SHORT TASK: Revise the material that follows by replacing every occurrence of "set down one marker" with "place a single marker" and leaving everything else unchanged. Omit the pictures from your answer.

[Start of PROVIDED MATERIAL]

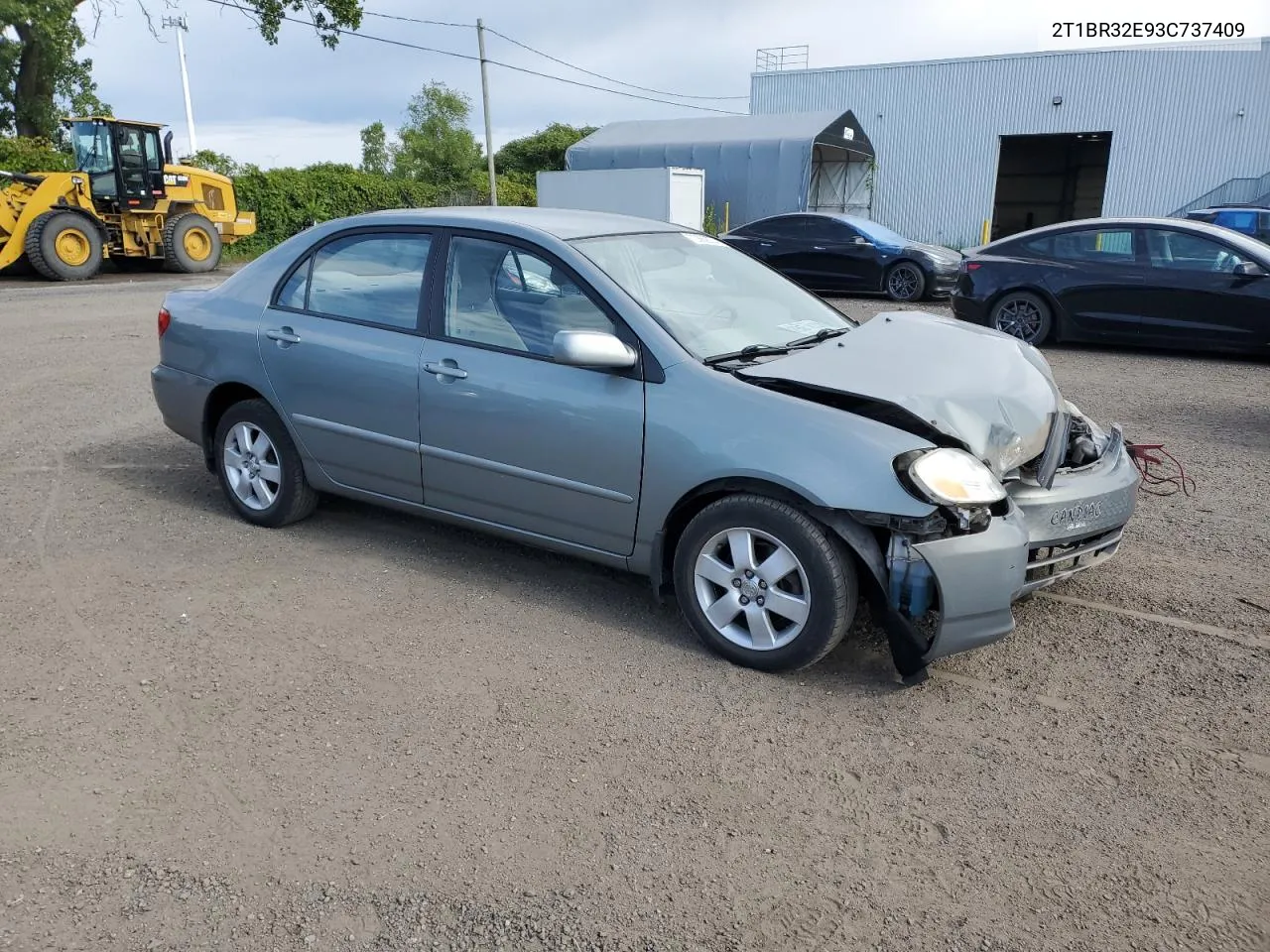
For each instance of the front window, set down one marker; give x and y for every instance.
(712, 298)
(93, 150)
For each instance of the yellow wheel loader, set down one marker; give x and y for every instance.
(126, 200)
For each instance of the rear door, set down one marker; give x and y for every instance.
(1097, 277)
(1194, 295)
(340, 345)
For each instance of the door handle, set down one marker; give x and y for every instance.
(445, 368)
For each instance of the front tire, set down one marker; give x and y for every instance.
(906, 281)
(64, 246)
(190, 244)
(259, 468)
(1024, 316)
(763, 584)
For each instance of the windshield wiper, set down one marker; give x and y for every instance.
(747, 352)
(825, 334)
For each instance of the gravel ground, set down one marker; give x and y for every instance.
(368, 731)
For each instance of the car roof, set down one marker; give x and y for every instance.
(564, 223)
(1193, 225)
(1216, 208)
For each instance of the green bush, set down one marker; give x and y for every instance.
(22, 154)
(289, 200)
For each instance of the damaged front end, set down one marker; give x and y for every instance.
(951, 580)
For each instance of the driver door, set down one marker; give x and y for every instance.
(509, 436)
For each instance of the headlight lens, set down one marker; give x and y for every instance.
(955, 477)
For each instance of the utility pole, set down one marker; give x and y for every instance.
(484, 95)
(181, 26)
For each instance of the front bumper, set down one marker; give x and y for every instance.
(1080, 521)
(1044, 537)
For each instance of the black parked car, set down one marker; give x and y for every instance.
(1156, 282)
(838, 254)
(1248, 220)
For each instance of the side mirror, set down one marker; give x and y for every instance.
(592, 348)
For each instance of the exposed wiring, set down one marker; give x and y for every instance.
(327, 28)
(1148, 454)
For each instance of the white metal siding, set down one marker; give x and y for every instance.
(937, 126)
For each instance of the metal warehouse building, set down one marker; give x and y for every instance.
(1028, 140)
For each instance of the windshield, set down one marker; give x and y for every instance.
(875, 232)
(708, 296)
(91, 144)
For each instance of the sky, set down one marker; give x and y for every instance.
(299, 102)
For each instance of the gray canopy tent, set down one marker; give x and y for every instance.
(760, 166)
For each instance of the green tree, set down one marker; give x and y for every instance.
(40, 42)
(543, 151)
(41, 73)
(435, 144)
(375, 150)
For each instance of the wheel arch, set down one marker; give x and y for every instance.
(1060, 318)
(221, 398)
(905, 259)
(860, 540)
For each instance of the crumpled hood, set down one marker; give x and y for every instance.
(987, 390)
(938, 253)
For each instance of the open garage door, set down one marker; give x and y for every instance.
(1049, 179)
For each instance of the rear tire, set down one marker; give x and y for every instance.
(1024, 316)
(190, 244)
(763, 584)
(259, 468)
(64, 246)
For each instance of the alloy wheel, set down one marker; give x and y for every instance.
(1020, 317)
(252, 466)
(752, 589)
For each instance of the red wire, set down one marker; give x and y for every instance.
(1144, 457)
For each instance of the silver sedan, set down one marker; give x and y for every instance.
(648, 398)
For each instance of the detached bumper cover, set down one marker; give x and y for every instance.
(978, 578)
(1047, 536)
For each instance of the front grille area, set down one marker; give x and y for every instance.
(1049, 563)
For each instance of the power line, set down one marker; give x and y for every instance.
(599, 75)
(553, 59)
(476, 59)
(416, 19)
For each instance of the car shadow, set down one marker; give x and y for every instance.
(176, 476)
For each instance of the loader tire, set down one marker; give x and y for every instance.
(64, 246)
(190, 244)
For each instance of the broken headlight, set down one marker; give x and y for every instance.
(952, 477)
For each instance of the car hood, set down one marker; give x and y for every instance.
(940, 254)
(978, 388)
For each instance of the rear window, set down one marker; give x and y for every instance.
(1084, 245)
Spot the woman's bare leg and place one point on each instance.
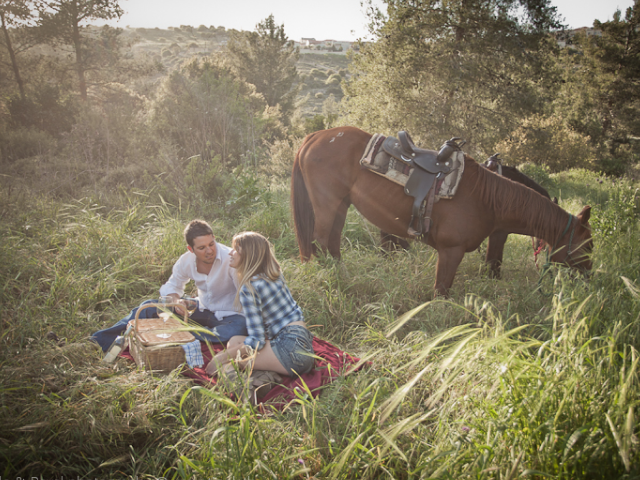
(265, 359)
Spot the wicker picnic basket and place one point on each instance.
(153, 352)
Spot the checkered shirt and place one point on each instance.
(268, 311)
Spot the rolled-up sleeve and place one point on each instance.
(253, 313)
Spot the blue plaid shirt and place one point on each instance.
(268, 311)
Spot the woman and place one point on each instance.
(277, 332)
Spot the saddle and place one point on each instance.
(429, 170)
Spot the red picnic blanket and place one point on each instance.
(334, 363)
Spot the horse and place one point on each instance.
(327, 178)
(497, 240)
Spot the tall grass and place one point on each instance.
(497, 382)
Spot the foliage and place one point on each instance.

[End of PROVIDED MATERIAL]

SOLUTION TO THIS TASK:
For each instance of the front window, place a single marker; give x and y for every instance.
(712, 298)
(93, 150)
For each instance of the yellow wheel loader, place a single marker; give x and y for every instance.
(126, 200)
For each instance of the rear door, place a single marker; give x and y for every instance.
(1097, 277)
(1194, 295)
(340, 345)
For each instance of the door handle, place a single marker; give x and y for every instance.
(445, 368)
For each instance of the front tire, place a single marker; give x and y for every instance.
(906, 281)
(64, 246)
(190, 244)
(259, 468)
(1024, 316)
(763, 584)
For each instance of the windshield wiper, place a single marker; give x and y for every instance.
(747, 352)
(825, 334)
For each instance of the gravel ground, place a single marker; give x and y for every instance.
(368, 731)
For each instance of the car roof, place a single marker; give x and y for every instance.
(564, 223)
(1193, 225)
(1216, 208)
For each instance of the green bush, place a single marker; give x and y for every instance.
(22, 154)
(289, 200)
For each instance of the damaged front end, place a single marker; give x and y for every instance.
(951, 580)
For each instance of the driver door, place a single marker; give x and y for every instance.
(509, 436)
For each instance of the headlight lens, place a single marker; give x and y for every instance.
(955, 477)
For each instance of the utility pole, place a single marker; give x and y for every instance.
(484, 95)
(181, 26)
For each instance of the front bumper, place a single marker; give x and y for every instance.
(1080, 521)
(1044, 537)
For each instance of the black parked car, place a single marker; give x and y for every instance.
(1156, 282)
(838, 254)
(1248, 220)
For each instance of the side mirror, place a single marker; give x and y for every instance.
(592, 348)
For each instance of the exposed wiring, place a single marker; give x and y for every instance.
(327, 28)
(1148, 454)
For each instance of the white metal siding, place a single marker; give x and y for every instance.
(937, 126)
For each instance of the metal warehouse building, place a single marker; give x and y for every instance.
(1028, 140)
For each instance of the windshield, place a single marker; give x and y for every instance.
(875, 232)
(708, 296)
(91, 144)
For each instance of the sky, place a single marker; give x and y for every instance.
(299, 102)
For each instance of the gray canopy tent, place a single marker; give x and y for every instance.
(760, 166)
For each instance of the green tree, place a single marker; give x and y for every instance.
(40, 42)
(543, 151)
(41, 73)
(435, 144)
(375, 150)
For each instance of the wheel arch, place a single marker; give x and y for every instance.
(1060, 318)
(221, 398)
(905, 259)
(860, 540)
For each instance of the crumpled hood, place a single marker; give x and y for every instance.
(987, 390)
(938, 253)
For each instance of the open garage door, place a single marker; give x and y for every instance.
(1049, 179)
For each instance of the rear tire, place a single marker; give x and y for every instance.
(1024, 316)
(190, 244)
(763, 584)
(259, 468)
(64, 246)
For each instance of the alloy wheel, place a single marker; give x and y for every instance.
(1020, 317)
(252, 466)
(752, 589)
For each instance of the red wire, place a single marker; give x and y for every instance.
(1144, 457)
For each instance of the silver sedan, place a single marker; give x and y for every instance.
(648, 398)
For each instance of the detached bumper cover, place a single marker; give x and y for every instance.
(978, 578)
(1047, 536)
For each instance of the front grille area, place a single marker; give x and y for every instance.
(1049, 563)
For each instance of the power line, place a single marker; give x and y for every instance.
(599, 75)
(553, 59)
(476, 59)
(416, 19)
For each instance of the car shadow, place a single marker; give x and y for every instance.
(176, 476)
For each instance of the loader tire, place a single marker; give x and y for every instance.
(64, 246)
(190, 244)
For each instance of the broken headlight, place a single marker; give x and y for every instance.
(952, 477)
For each instance of the car hood, place a single marker; give x and y for every instance.
(940, 254)
(978, 388)
For each instance of the rear window, place a single marker; give x and y for every instance.
(1084, 245)
Spot the woman's bare leg and place one point on each instance.
(265, 359)
Spot the wicker picnic basket and place one point on each instance.
(153, 352)
Spot the checkered shirt and place one point on each instance.
(268, 311)
Spot the rolled-up sleeve and place one point on each instance.
(253, 313)
Spot the blue plaid shirt and place one point on each instance.
(268, 311)
Spot the woman and place one point on each instance.
(277, 332)
Spot the saddle and place one point on each instance.
(429, 170)
Spot the red picnic blanket and place one point on each instance.
(334, 363)
Spot the horse and place one point on each instance.
(327, 178)
(497, 240)
Spot the tall grass and place one point on each instance.
(497, 382)
Spot the foliage and place one point on each instance.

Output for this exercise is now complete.